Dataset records
================================

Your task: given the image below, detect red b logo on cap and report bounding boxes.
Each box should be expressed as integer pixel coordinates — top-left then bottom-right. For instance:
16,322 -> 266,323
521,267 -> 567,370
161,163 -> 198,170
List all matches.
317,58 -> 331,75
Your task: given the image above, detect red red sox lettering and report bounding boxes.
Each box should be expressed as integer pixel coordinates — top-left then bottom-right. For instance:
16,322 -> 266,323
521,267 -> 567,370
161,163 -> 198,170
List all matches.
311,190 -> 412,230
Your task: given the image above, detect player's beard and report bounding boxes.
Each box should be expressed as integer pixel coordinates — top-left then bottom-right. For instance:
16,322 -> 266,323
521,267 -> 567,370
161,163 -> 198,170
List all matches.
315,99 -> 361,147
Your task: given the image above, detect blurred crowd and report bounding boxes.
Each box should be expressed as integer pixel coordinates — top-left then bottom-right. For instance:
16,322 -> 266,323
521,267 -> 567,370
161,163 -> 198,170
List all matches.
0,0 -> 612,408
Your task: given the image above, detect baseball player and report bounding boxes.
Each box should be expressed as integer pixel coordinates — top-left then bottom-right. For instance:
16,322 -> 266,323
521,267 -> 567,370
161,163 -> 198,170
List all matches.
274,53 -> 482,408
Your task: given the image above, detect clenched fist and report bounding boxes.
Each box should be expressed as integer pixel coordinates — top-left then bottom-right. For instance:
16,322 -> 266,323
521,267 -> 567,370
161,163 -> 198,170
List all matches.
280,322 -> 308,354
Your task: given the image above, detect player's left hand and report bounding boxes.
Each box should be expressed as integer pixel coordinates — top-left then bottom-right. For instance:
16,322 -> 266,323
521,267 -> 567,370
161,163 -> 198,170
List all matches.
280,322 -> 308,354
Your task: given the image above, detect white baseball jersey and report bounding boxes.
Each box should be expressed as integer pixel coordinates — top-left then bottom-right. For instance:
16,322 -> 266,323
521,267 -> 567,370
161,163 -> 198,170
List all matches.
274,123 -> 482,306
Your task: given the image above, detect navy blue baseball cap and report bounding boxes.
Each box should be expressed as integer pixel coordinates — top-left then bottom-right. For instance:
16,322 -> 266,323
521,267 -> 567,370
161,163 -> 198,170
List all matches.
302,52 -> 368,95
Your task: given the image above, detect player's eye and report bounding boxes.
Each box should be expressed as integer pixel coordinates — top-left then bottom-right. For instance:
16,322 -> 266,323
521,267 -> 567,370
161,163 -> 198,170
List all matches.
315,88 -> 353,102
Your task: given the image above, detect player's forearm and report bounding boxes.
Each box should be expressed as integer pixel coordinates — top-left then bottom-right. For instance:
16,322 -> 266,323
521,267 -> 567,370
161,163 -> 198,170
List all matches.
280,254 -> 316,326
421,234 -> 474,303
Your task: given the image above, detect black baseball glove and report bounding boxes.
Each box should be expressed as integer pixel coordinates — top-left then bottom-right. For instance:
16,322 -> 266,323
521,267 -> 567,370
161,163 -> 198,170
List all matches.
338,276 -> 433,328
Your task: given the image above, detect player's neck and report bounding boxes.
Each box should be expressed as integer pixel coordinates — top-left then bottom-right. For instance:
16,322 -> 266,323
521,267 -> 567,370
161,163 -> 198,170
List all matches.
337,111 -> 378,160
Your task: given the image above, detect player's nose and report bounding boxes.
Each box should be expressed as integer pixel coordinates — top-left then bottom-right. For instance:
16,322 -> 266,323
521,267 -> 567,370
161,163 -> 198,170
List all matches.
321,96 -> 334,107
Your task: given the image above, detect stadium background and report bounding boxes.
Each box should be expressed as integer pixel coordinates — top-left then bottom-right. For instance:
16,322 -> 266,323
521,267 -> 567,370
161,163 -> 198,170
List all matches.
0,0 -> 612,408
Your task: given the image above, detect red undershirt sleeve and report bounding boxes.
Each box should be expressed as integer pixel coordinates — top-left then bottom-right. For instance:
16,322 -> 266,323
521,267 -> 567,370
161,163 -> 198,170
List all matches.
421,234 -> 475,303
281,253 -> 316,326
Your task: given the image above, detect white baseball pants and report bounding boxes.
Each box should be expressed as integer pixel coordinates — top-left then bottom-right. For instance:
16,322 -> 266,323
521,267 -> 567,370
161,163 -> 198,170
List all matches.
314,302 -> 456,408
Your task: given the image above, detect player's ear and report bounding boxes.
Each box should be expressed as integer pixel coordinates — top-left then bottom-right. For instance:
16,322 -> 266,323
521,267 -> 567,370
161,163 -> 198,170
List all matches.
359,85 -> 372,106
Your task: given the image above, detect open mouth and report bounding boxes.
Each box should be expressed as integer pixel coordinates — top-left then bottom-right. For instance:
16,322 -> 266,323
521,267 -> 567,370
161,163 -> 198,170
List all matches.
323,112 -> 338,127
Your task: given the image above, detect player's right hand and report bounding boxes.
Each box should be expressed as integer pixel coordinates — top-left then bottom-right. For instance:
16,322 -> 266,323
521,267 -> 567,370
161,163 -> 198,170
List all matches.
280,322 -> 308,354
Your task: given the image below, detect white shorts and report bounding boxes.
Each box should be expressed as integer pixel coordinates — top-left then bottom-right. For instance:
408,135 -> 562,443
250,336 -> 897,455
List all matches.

================================

Reproduce verbatim the lines of the listing starting at the line that contains "Your task: given the image above, detect red undershirt" and ending at the line that contains "281,253 -> 316,326", including both of those lines.

Your task: given the image above, detect red undershirt sleeve and report bounding boxes.
Each box should be expressed as integer pixel coordinates — top-left then bottom-right. For instance:
16,322 -> 266,323
521,267 -> 567,370
161,163 -> 198,170
List all matches.
421,234 -> 475,303
281,253 -> 316,326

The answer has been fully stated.